- DIRECTION
Please reproduce each of the lines below word for word, leaving nothing out and changing nothing.

Records excerpted from a collection:
==================================================

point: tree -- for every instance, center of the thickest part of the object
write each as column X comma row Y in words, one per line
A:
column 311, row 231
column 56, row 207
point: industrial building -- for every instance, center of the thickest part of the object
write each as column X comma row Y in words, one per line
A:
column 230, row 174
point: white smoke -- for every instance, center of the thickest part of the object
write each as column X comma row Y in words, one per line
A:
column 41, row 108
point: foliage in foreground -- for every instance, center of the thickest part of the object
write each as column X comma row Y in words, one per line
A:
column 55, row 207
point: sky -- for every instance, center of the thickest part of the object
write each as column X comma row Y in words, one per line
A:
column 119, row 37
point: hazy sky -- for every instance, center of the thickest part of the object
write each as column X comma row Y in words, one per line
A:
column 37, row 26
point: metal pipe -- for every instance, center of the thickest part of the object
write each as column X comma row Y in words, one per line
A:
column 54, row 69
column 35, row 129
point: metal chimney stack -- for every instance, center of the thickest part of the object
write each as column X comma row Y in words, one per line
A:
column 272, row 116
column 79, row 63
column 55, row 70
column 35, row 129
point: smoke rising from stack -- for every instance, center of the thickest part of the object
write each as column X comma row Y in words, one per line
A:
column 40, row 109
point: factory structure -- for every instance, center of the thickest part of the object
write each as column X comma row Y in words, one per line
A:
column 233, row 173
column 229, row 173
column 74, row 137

==================================================

- FULL RESPONSE
point: tree -- for every instance, center of the thickest part of the object
write each as column X comma row Y in words, one per line
A:
column 311, row 231
column 56, row 207
point: industrial building -- for every instance, center of the thickest part of the object
write each as column X comma row Y in words, one per line
A:
column 230, row 174
point: white smoke -- for every instance, center of the thickest part of the object
write each as column X comma row Y in words, one per line
A:
column 41, row 108
point: foliage in foreground -- for every instance, center of the thickest part of the object
write each as column X comma row Y in words, one per line
A:
column 55, row 207
point: sky -- for every instance, center of the thickest part of the object
write each as column X comma row Y in words, one per line
A:
column 119, row 37
point: hazy sky -- for every instance, center of the thickest part of the object
write each as column X comma row Y in words, one per line
A:
column 37, row 26
point: metal pipe -- for every instance, center of the thickest part of the object
write each as column X comma row Y in words, one per line
A:
column 54, row 69
column 35, row 129
point: metal chimney stack -- for every instance, center of the thickest part of the object
write each as column X comma row Y in words, one per line
A:
column 272, row 116
column 79, row 63
column 55, row 70
column 35, row 129
point: smoke rising from stack -- for every instance, center of the thickest part of the object
write each as column X comma row Y in words, one per line
A:
column 40, row 109
point: factory structure -- for every instance, center of the thickest part of the object
write each as column X comma row Y in words, one per line
A:
column 233, row 173
column 229, row 173
column 74, row 137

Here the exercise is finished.